** Text passage **
>>>>
To answer this question, we phased the data of the same sources by two procedures. One was phasing using only genotypes. In this procedure, combined datasets of JPT and/or CHB in HapMap II and all piCHMs (49 pairs) were used (simple phasing). Another was phasing genotypes with definitive haplotypes of CHMs serving as references (referenced phasing). In this procedure, we used the same JPT/CHB and a subset of piCHM (5 pairs) as genotypes to be phased, and the remaining CHM (88 haplotypes) served as a reference haplotype dataset. Phasing accuracy was evaluated by comparing the inferred haplotypes of the five piCHMs (that were common in all phasings) with the true haplotypes, employing Beagle program (ver. 3.0.1) , which is capable of phasing genotypes in the presence or absence of reference (or definitive) haplotypes.
As shown in Figure 5, the global switch error rate observed in the simple phasing of 49 piCHMs was approximately 0.0878 (evaluated using 5 piCHMs), which was somewhat higher than that expected from the reported value for Beagle . This may be attributable to the difference in the nature of the data source (pseudo-individuals of real haplotypes vs. phased genotypes generated by population simulation). On the other hand, phasing with reference yielded significantly better inference haplotypes, that is, a switch error of 0.0715, when 88 reference haplotypes were used. When the number of unphased genotypes was increased (45 JPT and 45 CHB unphased genotypes were added), the accuracy of both phasings steadily improved, and the difference in the switch error levels between the two phasings gradually decreased. However, the phasing accuracy of Asian genotypes of unrelated individuals can be significantly improved if true haplotype data are included in the phasing procedures (Beagle), at least at the sample sizes employed by the HapMap Project II (0.0608 vs. 0.0661). Interestingly, the accuracy in the combined datasets of sub-structured populations (CHM+CHB) was significantly poorer than that of the non-structured populations (CHM+JPT), indicating that in order to improve the phasing accuracy by increasing the sample size, it is best to use samples of the same population.
Figure 5. Effects of availability of true haplotypes on the switch error rate in the inference of phases.
<<<<
** Information **
>>>>
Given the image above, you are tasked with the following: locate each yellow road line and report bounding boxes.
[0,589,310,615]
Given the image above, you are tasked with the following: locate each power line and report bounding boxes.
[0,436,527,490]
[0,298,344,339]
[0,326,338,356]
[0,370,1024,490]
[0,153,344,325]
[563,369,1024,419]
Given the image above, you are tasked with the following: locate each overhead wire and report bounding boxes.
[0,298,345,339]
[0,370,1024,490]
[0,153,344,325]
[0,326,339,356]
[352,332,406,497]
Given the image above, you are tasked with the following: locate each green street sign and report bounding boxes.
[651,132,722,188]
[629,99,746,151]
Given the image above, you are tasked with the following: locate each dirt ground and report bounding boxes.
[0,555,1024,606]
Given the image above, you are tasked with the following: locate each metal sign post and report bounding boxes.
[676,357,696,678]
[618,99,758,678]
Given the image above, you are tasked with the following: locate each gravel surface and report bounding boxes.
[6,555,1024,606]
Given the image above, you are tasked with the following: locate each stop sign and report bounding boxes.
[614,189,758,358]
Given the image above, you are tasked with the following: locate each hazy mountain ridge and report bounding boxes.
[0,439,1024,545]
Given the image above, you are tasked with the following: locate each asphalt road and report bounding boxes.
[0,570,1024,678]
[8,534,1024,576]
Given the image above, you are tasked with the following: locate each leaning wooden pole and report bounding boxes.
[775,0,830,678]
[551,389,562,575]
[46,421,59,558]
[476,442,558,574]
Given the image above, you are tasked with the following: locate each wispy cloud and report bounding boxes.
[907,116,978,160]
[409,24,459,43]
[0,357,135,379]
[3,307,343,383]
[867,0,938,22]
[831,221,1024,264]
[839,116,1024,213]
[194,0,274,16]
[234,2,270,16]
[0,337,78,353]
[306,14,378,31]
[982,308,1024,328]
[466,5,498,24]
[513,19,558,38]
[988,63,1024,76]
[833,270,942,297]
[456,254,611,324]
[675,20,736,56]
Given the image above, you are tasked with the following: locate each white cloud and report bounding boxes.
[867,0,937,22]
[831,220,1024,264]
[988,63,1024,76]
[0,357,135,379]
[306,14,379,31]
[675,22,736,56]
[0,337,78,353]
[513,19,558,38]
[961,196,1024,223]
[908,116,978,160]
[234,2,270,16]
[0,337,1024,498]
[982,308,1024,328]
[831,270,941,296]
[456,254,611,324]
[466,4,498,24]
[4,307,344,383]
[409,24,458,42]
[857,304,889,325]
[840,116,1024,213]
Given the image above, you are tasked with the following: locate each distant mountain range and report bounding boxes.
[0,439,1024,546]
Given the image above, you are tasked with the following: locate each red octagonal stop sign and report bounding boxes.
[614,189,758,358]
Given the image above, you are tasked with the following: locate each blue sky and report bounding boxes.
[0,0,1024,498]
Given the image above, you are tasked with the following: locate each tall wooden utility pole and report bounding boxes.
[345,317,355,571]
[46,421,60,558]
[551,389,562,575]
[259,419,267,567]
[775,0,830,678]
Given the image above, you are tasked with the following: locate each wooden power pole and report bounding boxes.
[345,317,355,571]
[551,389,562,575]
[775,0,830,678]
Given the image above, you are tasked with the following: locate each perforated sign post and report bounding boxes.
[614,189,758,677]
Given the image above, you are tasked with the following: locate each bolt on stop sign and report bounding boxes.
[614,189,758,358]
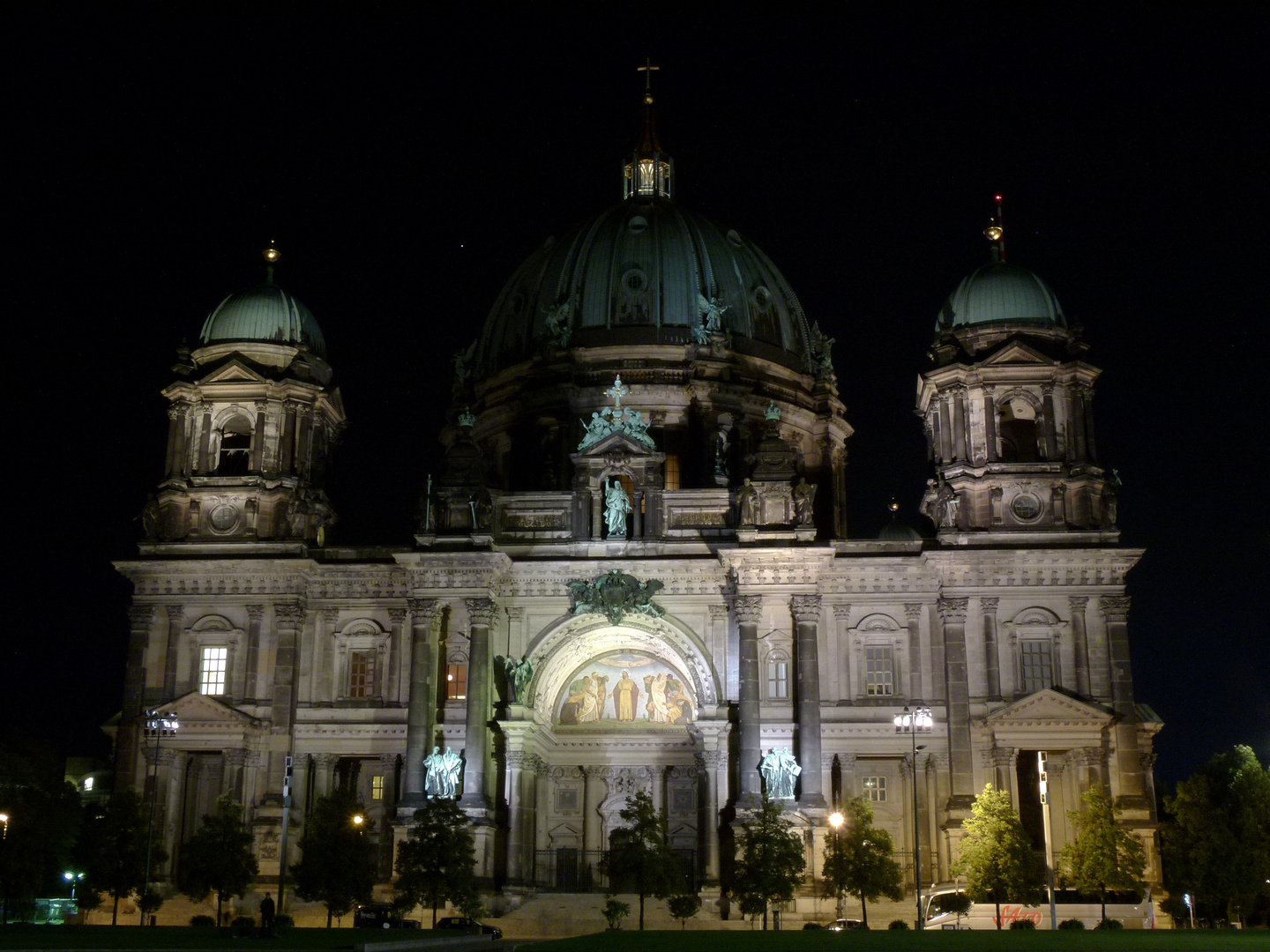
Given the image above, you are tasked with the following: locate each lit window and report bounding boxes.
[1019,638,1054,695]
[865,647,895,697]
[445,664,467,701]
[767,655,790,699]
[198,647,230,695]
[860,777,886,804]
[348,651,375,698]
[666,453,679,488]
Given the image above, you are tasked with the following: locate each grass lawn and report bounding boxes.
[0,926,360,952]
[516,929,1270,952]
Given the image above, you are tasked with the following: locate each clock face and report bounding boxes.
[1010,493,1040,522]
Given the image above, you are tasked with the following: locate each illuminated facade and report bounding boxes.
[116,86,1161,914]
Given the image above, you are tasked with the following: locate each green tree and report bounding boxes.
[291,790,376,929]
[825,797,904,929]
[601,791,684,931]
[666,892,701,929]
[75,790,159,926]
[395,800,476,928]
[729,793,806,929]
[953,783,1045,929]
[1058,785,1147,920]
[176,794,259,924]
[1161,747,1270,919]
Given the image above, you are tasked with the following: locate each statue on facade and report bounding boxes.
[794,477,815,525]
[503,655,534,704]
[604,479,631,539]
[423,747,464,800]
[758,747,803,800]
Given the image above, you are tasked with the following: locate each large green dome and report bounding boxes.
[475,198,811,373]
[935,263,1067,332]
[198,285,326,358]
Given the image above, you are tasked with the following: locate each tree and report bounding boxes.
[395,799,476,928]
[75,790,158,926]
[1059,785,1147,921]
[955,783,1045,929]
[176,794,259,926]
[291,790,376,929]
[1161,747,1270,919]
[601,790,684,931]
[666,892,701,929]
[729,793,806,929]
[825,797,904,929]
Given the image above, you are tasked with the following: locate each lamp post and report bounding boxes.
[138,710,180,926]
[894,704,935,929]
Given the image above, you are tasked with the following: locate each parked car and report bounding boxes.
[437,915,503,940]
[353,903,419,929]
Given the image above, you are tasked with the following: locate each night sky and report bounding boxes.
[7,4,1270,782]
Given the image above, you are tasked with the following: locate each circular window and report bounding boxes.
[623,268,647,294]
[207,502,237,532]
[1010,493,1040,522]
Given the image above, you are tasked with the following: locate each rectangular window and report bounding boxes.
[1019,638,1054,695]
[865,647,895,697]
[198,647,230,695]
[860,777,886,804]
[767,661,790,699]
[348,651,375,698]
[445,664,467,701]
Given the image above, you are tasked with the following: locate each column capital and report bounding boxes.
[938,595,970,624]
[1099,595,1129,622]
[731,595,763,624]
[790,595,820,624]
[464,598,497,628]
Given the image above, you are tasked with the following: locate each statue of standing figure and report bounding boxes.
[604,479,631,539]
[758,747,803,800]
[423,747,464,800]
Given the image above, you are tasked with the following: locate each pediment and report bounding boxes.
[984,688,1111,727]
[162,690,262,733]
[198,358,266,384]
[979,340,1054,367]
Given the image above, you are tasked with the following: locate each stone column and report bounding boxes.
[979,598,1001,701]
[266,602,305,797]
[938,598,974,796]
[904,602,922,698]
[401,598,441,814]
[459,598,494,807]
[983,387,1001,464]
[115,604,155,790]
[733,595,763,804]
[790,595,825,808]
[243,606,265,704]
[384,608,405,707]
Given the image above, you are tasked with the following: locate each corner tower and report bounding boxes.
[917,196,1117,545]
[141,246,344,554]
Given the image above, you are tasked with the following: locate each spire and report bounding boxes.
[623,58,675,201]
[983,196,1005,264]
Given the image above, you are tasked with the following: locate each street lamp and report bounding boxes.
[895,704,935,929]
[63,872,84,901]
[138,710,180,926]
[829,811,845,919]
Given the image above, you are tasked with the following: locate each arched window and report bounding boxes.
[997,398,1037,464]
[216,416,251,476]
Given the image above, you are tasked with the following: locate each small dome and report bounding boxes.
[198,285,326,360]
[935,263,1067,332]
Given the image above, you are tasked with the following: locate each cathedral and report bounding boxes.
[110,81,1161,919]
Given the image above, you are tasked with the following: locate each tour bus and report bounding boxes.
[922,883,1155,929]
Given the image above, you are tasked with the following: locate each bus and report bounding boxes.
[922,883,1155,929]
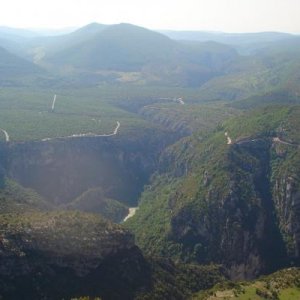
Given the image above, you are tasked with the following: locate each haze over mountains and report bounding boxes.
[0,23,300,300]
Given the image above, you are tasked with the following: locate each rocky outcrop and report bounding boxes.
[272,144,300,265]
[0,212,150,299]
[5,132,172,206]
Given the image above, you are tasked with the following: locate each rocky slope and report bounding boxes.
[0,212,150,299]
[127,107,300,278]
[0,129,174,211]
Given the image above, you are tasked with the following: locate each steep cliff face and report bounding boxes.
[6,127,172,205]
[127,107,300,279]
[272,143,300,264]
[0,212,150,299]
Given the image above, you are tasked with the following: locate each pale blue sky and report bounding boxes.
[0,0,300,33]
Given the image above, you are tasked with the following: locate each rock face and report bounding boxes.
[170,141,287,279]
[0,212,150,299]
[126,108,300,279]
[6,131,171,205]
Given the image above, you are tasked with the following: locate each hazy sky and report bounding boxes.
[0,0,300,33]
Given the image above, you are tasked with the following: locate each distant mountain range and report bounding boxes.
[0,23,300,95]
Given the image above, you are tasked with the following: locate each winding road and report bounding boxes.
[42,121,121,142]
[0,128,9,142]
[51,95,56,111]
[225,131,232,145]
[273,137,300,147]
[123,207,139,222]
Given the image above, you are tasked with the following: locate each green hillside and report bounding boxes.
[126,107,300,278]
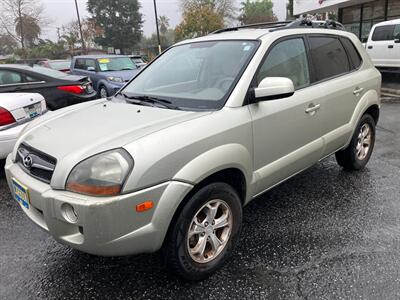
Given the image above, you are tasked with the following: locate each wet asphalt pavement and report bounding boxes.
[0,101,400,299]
<<<<
>>>>
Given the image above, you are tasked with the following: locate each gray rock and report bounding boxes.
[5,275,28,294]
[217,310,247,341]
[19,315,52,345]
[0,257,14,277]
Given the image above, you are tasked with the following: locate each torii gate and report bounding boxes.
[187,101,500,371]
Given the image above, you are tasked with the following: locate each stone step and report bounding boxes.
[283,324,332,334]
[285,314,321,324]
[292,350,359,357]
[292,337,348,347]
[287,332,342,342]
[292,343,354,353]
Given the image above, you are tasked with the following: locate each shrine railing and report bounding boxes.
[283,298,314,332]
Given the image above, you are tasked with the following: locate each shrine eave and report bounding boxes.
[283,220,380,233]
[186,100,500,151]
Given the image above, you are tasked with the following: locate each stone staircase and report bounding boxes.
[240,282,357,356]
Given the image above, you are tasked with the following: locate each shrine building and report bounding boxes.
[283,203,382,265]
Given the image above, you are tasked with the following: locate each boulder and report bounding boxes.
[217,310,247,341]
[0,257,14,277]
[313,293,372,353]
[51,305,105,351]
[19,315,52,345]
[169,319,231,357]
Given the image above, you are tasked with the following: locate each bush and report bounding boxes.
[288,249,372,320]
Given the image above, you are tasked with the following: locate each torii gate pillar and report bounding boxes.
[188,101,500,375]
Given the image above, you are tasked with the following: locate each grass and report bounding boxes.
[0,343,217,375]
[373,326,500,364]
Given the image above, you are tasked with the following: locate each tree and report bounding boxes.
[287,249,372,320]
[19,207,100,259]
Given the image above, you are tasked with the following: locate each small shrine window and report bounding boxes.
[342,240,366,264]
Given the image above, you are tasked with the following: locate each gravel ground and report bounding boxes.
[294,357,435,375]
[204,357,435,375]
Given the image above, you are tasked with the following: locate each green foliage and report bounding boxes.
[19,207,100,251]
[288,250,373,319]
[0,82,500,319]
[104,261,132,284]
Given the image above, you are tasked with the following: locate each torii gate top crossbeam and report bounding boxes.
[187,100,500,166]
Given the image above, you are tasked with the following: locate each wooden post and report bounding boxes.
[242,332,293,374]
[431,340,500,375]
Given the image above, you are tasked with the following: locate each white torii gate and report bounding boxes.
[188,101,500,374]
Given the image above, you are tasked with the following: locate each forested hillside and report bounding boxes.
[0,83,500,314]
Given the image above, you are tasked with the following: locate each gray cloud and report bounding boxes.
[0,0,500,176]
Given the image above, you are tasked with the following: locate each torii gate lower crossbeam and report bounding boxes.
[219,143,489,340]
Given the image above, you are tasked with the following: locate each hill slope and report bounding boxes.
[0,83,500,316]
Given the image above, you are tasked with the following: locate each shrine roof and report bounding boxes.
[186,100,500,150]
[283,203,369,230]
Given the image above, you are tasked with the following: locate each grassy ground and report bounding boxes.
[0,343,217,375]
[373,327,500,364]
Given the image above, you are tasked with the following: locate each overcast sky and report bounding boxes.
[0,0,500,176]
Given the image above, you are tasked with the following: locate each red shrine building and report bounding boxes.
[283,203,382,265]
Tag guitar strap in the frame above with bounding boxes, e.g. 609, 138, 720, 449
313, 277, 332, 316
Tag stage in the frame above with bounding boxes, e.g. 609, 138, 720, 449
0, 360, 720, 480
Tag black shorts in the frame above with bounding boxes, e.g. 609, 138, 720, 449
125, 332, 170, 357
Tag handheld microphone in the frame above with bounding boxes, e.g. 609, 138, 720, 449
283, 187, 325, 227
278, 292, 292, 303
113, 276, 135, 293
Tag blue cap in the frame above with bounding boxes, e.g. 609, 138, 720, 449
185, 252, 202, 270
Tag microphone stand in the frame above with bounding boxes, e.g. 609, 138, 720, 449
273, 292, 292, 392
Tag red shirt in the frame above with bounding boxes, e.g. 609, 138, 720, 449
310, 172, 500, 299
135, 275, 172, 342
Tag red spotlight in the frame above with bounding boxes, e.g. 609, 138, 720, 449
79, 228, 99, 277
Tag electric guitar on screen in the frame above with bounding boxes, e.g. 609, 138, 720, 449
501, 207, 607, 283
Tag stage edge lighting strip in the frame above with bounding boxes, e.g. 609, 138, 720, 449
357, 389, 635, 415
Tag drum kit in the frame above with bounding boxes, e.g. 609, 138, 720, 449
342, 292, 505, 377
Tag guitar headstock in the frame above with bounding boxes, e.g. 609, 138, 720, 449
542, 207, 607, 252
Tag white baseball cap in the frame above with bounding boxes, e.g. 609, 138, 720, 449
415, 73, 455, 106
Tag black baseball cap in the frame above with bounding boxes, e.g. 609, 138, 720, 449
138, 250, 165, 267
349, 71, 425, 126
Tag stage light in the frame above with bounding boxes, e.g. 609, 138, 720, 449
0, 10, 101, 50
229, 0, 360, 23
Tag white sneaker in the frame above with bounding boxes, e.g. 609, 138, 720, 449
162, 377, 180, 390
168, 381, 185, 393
<<<<
>>>>
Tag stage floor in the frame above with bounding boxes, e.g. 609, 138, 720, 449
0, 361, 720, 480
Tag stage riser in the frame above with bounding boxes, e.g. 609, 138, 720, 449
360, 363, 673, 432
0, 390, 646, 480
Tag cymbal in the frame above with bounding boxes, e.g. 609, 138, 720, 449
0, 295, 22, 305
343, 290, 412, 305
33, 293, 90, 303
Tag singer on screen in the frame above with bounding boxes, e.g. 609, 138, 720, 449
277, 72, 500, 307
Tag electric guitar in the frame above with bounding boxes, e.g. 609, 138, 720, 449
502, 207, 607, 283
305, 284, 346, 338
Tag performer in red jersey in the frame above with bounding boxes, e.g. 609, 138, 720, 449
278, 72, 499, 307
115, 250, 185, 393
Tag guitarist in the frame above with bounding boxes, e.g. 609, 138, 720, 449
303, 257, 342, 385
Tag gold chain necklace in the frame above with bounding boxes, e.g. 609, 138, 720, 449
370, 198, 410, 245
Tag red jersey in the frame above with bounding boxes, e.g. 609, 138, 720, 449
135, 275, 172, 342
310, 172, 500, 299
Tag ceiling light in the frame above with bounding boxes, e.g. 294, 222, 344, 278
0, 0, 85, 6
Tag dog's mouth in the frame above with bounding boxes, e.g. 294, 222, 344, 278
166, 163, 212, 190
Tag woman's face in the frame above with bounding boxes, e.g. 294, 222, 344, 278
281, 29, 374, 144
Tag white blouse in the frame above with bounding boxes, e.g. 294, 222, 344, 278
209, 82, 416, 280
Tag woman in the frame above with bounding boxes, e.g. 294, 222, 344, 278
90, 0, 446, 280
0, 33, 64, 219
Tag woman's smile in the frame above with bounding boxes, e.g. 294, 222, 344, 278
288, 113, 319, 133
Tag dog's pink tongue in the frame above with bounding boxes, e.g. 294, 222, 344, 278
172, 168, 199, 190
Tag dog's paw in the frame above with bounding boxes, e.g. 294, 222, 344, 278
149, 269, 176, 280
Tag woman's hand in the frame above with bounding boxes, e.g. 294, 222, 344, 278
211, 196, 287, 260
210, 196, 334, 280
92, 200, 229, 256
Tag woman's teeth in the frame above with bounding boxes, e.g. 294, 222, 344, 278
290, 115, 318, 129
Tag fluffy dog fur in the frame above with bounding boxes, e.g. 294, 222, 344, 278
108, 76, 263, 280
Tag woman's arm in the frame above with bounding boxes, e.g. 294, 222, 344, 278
<<<<
In the passage on haplotype phasing, what switch error did phasing with 88 reference haplotypes yield? Please leave the data aside; they aren't needed.

A switch error of 0.0715.